• [Alıntı metin]
┄┄┄┄┄┄┄┄┄┄┄┄┄┄┄┄┄┄┄┄
CAVİT ÇAĞLAR

 






Davutpaşa 1926 tarihinde bir yenilenme senesi olan ve imrenilesi bir takım yarattığımız 1964-65 mevsiminde, ilk onbire pek giremeyen, hep yedeklerde kalan ve karşılaşmaları cin gözleriyle  çamurlu bakımsız taş türbünlerden izleyen Genç Cavit’in, yetmişli yılların ikinci yarısında, Bana milliyetçiler cinayet işliyor dedirtemezsiniz, özdeyişiyle hepimizin belleklerimizde yer etmiş, 1965-1993 yılları arasında defalarca başbakanlık görevini üstlenmiş, 1993 ile 2000 arasında da dokuzuncu cumhurbaşkanı olarak siyasi tarihimiz içinde önemli ve benzersiz bir yer işgal etmiş Süleyman Demirel’in sağ kolu, manevi oğlu Cavit Çağlar olduğunu sanıyorum Cumhur Değer dışında az kişi biliyor olmalı kulübümüzde. Çünkü  Fındıkzade’nin koca kafalı acar kedilerinin bile çoğu habersiz bu durumdan!
┄┄┄┄┄┄┄┄┄┄┄┄┄┄┄┄┄┄┄┄
• [Yapılacak işler]
a) Alıntı metni iki cümleyle özetleyin.
b) Alıntı metne göre Süleyman Demirel hangi yıllar arasında dokuzuncu cumhurbaşkanı olarak görev yapmıştır?
c) Aşağıdaki ifadelerin alıntı metinle uyuşup uyuşmadığını evet ya da hayır ile belirtin ve her biri için metinden belirleyici sözleri aynen aktarın.
(i) Genç Cavit, 1964-65 mevsiminde ilk onbirde düzenli olarak oynadı.
(ii) Cavit Çağlar, Süleyman Demirel'in manevi oğlu olarak anılır.
(iii) Süleyman Demirel, 1965-1993 yılları arasında birçok kez başbakanlık yapmıştır.

• [Veri kesiti]
┄┄┄┄┄┄┄┄┄┄┄┄┄┄┄┄┄┄┄┄
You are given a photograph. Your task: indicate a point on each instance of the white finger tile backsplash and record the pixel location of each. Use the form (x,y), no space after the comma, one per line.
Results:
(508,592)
┄┄┄┄┄┄┄┄┄┄┄┄┄┄┄┄┄┄┄┄
• [Aşağıdaki çözümler]
a) Davutpaşa 1926'nın 1964-65 mevsiminde ilk onbire pek giremeyen ve hep yedeklerde kalan Genç Cavit, Süleyman Demirel'in sağ kolu ve manevi oğlu Cavit Çağlar'dır. Yazar, kulüpte bunu Cumhur Değer dışında az kişinin bildiğini sandığını belirtir.

b) 1993 ile 2000 arasında.

c)
(i) Hayır: "ilk onbire pek giremeyen, hep yedeklerde kalan"
(ii) Evet: "Süleyman Demirel’in sağ kolu, manevi oğlu Cavit Çağlar"
(iii) Evet: "1965-1993 yılları arasında defalarca başbakanlık görevini üstlenmiş"